§ Texto para análise
---

Este é o quadro que merece ser alterado, em que a relação direta entre Norte Energia e as comunidades indígenas gerou tanto ou mais danos do que aqueles que haviam sido previstos. Assim, o que se busca, diante da constatação de que a FUNAI continua sem estrutura para agir e enquanto se aguarda o seu fortalecimento, é romper com esta política destrutiva, reunindo um grupo de instituições, que passariam a mediar os interesses envolvidos, além de mensurar os danos já ocorridos (tanto aqueles que se previa, quanto os que ocorreram sem previsão no estudo de impacto) e propor medidas corretivas, que busquem, no longo prazo, tentar garantir um atendimento correto para as comunidades, já atingidas severamente pelos danos, pelas alterações em seus modos de vida.
IHU On-Line – O senhor já declarou que a instalação de Belo Monte provoca uma ação etnocida nas nove comunidades indígenas do Médio Xingu. Qual é a atual situação dessas comunidades?

---

§ Dados fornecidos
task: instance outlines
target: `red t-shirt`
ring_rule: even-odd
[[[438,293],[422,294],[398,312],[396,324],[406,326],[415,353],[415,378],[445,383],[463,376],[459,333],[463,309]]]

---

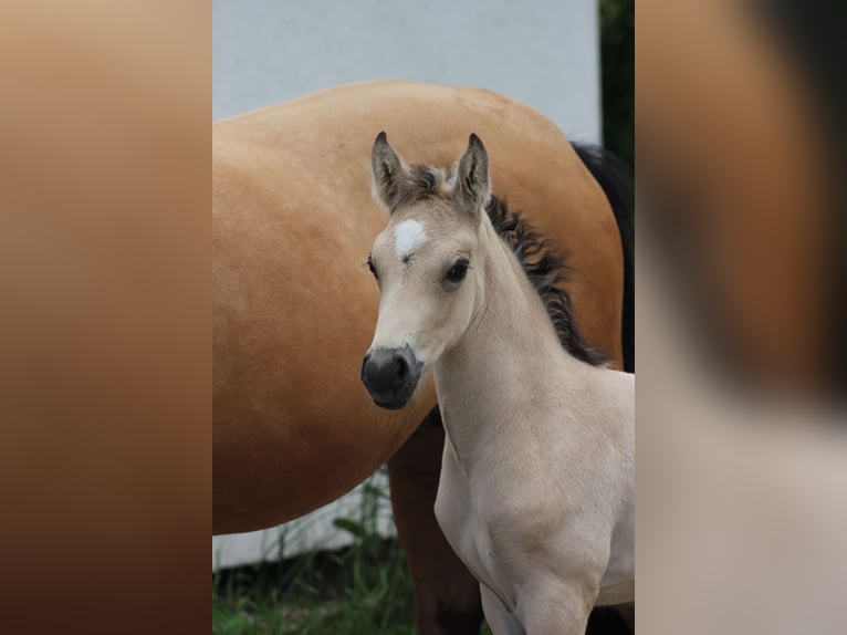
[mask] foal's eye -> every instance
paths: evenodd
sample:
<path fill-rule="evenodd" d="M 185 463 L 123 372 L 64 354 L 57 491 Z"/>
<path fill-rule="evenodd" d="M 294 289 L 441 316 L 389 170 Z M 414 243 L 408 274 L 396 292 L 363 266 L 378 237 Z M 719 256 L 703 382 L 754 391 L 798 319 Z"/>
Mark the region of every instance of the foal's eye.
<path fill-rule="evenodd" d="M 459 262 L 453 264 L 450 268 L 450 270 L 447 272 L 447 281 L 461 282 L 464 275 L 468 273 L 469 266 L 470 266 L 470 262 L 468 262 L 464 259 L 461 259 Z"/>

---

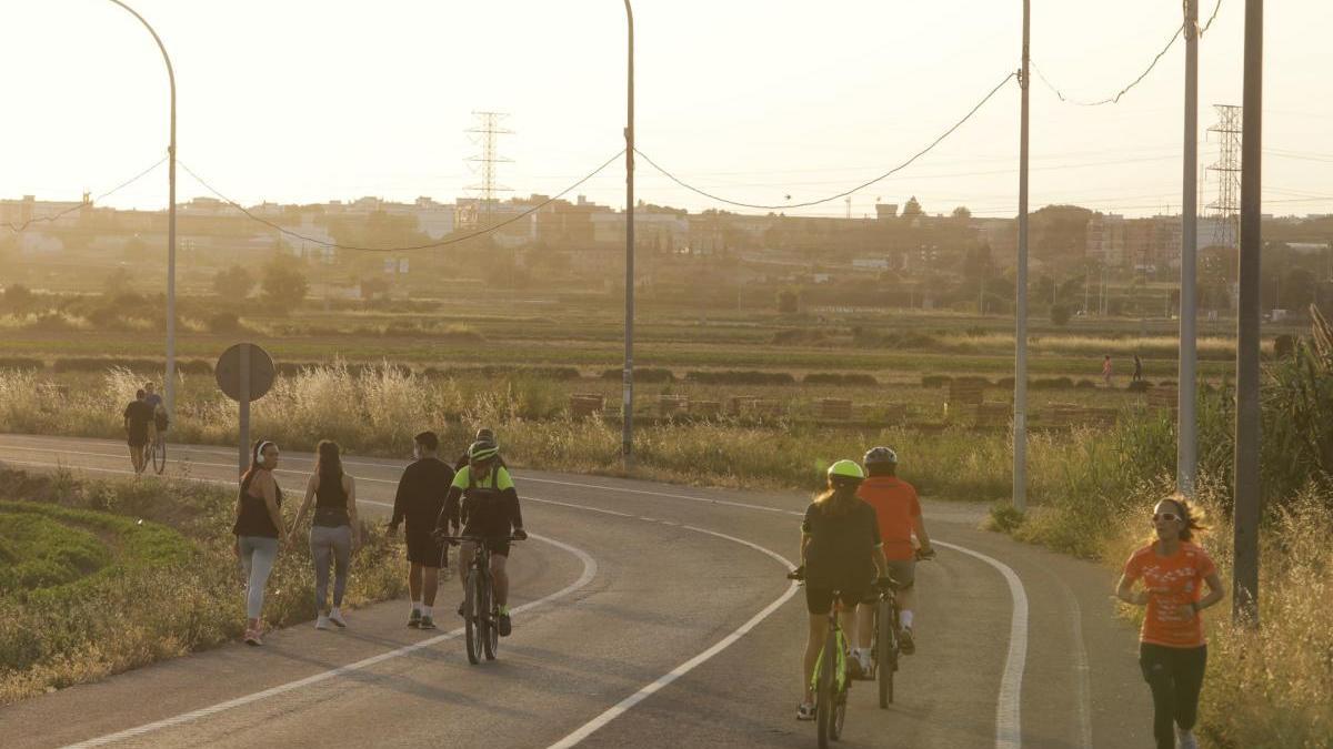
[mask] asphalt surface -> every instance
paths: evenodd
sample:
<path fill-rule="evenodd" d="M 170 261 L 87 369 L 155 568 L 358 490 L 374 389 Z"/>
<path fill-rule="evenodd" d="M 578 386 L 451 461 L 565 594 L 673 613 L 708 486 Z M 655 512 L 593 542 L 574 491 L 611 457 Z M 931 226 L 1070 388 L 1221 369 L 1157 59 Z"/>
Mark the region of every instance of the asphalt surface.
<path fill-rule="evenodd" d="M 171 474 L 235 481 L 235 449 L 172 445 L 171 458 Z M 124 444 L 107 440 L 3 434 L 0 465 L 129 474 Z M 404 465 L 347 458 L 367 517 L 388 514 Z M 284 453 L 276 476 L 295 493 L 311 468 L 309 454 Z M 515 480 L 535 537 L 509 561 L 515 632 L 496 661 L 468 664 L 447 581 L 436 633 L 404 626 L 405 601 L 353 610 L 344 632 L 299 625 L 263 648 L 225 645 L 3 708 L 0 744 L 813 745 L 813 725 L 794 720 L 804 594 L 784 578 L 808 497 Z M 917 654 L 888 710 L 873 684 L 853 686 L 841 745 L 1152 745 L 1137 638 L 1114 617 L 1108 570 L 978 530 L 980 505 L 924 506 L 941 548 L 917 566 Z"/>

---

§ Lista de tarefas
**1.** Traduza para o inglês esta frase do texto para análise: "Este é o quadro que merece ser alterado, em que a relação direta entre Norte Energia e as comunidades indígenas gerou tanto ou mais danos do que aqueles que haviam sido previstos."
**2.** Indique, com sim ou não, se cada afirmação concorda com o texto para análise, citando literalmente as palavras decisivas: (a) a FUNAI já dispõe de estrutura para agir; (b) o grupo de instituições proposto também mensuraria os danos já ocorridos; (c) a pergunta do IHU On-Line menciona nove comunidades indígenas do Médio Xingu.
**3.** Enumere todas as funções que, segundo o texto para análise, o grupo de instituições passaria a exercer.
As linhas fornecidas não são necessárias para resolver estas tarefas.

§ Respostas das tarefas
**1.** This is the situation that deserves to be changed, in which the direct relationship between Norte Energia and the indigenous communities has caused as much damage as, or more than, what had been foreseen.

**2.**
(a) Não: "a FUNAI continua sem estrutura para agir".
(b) Sim: "além de mensurar os danos já ocorridos".
(c) Sim: "nas nove comunidades indígenas do Médio Xingu".

**3.**
- mediar os interesses envolvidos
- mensurar os danos já ocorridos
- propor medidas corretivas